* Begin Given information *
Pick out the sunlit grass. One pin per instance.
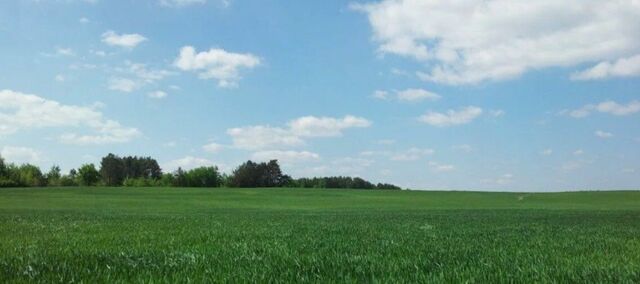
(249, 235)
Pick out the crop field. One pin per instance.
(300, 235)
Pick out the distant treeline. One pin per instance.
(145, 172)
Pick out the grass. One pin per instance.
(293, 235)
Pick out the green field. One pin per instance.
(292, 235)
* End Given information *
- **Exercise goal**:
Copy all of the items above word for word, but leave out the pictures.

- **Answer to this task**:
Pick out the sunlit grass. One pin per instance.
(249, 235)
Pick out the crop field. One pin per instance.
(300, 235)
Pick out the distant treeline. One pin per instance.
(145, 172)
Pick out the grass. One pin per instance.
(293, 235)
Pick out the green field. One pin per instance.
(292, 235)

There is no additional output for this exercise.